• [WORK INSTRUCTIONS] Your output should repeat each record below with no differences.

(DATA EXTRACTS Opens)

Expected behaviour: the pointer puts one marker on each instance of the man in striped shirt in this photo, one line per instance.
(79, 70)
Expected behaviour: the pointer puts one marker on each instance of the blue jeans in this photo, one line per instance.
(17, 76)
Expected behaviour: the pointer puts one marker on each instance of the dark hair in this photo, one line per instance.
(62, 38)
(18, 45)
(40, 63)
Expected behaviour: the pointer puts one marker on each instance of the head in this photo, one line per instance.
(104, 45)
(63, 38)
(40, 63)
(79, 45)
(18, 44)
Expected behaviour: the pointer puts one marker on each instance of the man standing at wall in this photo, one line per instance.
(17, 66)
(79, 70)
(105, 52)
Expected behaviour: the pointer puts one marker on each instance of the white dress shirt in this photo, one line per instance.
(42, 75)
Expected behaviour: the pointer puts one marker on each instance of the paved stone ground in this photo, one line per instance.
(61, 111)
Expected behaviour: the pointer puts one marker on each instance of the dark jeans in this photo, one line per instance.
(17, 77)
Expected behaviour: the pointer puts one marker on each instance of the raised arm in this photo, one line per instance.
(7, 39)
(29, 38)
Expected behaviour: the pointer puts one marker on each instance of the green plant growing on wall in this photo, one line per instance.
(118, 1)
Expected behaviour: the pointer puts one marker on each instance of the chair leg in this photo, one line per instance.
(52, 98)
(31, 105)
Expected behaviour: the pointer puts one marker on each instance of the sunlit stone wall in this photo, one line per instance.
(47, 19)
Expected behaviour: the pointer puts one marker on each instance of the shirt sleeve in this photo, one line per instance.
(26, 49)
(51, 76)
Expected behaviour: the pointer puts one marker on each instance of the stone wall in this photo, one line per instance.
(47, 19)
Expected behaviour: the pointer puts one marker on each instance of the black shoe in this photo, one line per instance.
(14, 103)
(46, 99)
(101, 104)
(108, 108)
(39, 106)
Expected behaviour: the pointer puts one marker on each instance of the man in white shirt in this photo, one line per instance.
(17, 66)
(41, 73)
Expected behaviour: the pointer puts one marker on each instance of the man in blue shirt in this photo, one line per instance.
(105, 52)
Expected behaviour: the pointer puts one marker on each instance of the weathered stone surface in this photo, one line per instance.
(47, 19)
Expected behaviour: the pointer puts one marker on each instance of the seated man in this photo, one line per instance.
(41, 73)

(DATA EXTRACTS Closes)

• [RESPONSE TO THIS EXERCISE]
Expected behaviour: the pointer puts one marker on each instance of the man in striped shirt in this photo, one line per instance.
(79, 70)
Expected behaviour: the pointer puts one marker on each instance of the blue jeans in this photo, one line per instance.
(17, 76)
Expected behaviour: the pointer puts one marker on each instance of the dark hair in this photo, one line per instance.
(62, 38)
(18, 45)
(40, 63)
Expected behaviour: the pointer puts one marker on each instance of the head in this photo, one line per instance.
(104, 45)
(63, 38)
(40, 63)
(79, 45)
(18, 44)
Expected behaviour: the pointer puts one marker on each instance of the man standing at wall in this photo, one line per instance.
(17, 66)
(79, 70)
(105, 52)
Expected behaviour: the pointer puts one marker on each instance of the white dress shirt in this photo, one line per instance.
(42, 75)
Expected behaviour: the pointer puts one marker on each instance of the paved stone ground in this photo, one line per instance.
(61, 111)
Expected behaviour: the pointer puts one marker on each instance of the dark jeans in this photo, one line per instance.
(17, 77)
Expected behaviour: the pointer puts one marker on each instance of the raised arm in this photo, one line per instance.
(7, 39)
(29, 38)
Expected behaviour: the pointer puts one marker on each instance of the green plant growing on wall in this photo, one line per instance.
(118, 1)
Expected behaviour: the pointer puts one marker on each instance of the chair leg in this photo, one line per instance.
(52, 98)
(31, 105)
Expected behaviour: the pointer puts one marker on each instance of the sunlit stone wall in this photo, one line per instance.
(47, 19)
Expected behaviour: the pointer puts one marker on each instance of the shirt sleeve in this photo, one line per instance.
(26, 49)
(51, 76)
Expected behaviour: the pointer puts one marker on each instance of the stone wall in this photo, one line per instance.
(47, 19)
Expected behaviour: the pointer puts one marker on each instance of the black shoe in this photo, one line per instance.
(14, 103)
(46, 99)
(101, 104)
(108, 108)
(39, 106)
Expected behaviour: the pointer puts one marker on each instance of the man in white shirt in this photo, one line per instance.
(17, 66)
(41, 73)
Expected behaviour: the pointer puts one marker on each instance of the man in blue shirt in this photo, one line per instance.
(105, 52)
Expected behaviour: the pointer puts one marker on each instance of the weathered stone surface in this photo, one line per instance.
(47, 19)
Expected behaviour: the pointer puts one marker on each instance of the seated man in this photo, one line per instance.
(41, 73)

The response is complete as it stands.